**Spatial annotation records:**
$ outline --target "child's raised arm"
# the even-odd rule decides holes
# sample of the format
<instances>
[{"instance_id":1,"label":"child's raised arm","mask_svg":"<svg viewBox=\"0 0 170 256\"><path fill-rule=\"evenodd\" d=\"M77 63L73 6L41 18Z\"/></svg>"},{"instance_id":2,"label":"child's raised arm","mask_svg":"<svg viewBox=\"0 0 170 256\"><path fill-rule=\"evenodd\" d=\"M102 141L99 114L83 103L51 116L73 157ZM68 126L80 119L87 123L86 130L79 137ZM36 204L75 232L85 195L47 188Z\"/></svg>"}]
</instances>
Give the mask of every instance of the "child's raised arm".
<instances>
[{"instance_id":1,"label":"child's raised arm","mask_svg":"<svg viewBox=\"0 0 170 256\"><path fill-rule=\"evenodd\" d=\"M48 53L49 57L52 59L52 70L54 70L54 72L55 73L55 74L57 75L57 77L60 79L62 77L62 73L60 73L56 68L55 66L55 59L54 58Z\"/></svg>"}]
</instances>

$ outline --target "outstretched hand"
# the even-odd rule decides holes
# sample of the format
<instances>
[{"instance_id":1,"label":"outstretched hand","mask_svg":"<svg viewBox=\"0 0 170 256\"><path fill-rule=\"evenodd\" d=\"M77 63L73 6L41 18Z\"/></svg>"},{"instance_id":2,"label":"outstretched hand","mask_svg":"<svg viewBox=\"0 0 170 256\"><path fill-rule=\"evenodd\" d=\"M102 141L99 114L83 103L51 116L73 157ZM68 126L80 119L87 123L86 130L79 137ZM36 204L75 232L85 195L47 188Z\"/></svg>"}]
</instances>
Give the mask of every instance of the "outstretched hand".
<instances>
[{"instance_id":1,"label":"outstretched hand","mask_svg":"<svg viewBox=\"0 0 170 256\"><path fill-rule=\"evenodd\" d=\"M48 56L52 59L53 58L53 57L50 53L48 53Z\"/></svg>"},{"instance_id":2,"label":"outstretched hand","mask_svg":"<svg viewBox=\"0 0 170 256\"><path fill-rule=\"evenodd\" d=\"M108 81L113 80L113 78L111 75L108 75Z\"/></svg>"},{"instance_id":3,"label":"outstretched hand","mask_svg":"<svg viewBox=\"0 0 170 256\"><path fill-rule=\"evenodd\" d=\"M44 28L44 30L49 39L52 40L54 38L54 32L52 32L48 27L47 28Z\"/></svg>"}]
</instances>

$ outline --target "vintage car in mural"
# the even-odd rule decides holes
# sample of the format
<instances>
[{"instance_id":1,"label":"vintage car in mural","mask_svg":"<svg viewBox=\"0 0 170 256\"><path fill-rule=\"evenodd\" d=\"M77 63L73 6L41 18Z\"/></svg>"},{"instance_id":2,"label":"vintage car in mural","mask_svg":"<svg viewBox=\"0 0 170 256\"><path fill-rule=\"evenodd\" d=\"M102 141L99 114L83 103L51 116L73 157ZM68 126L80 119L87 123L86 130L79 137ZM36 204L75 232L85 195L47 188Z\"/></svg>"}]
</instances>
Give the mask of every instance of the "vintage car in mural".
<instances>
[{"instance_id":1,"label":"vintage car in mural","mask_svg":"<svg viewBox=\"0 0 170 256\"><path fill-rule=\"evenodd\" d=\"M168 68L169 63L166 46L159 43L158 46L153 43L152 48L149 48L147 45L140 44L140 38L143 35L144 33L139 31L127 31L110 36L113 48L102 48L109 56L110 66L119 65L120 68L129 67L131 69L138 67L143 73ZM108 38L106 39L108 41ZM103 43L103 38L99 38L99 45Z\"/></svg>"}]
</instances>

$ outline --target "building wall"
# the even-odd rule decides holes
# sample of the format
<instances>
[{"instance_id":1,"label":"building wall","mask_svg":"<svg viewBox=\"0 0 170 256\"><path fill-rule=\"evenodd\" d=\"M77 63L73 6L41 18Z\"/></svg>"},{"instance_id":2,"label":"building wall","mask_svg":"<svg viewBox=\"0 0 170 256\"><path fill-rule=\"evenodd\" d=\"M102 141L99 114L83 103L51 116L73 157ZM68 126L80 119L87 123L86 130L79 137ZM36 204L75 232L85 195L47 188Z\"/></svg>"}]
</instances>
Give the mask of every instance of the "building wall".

**WHAT YOU ARE ASKED TO DO:** List every line in the entries above that contains the string "Give", matching case exactly.

**SOLUTION TO THIS TASK:**
Give the mask of every instance of the "child's raised arm".
Give the mask of every instance of the "outstretched hand".
Give the mask of every instance of the "vintage car in mural".
Give the mask of every instance of the "building wall".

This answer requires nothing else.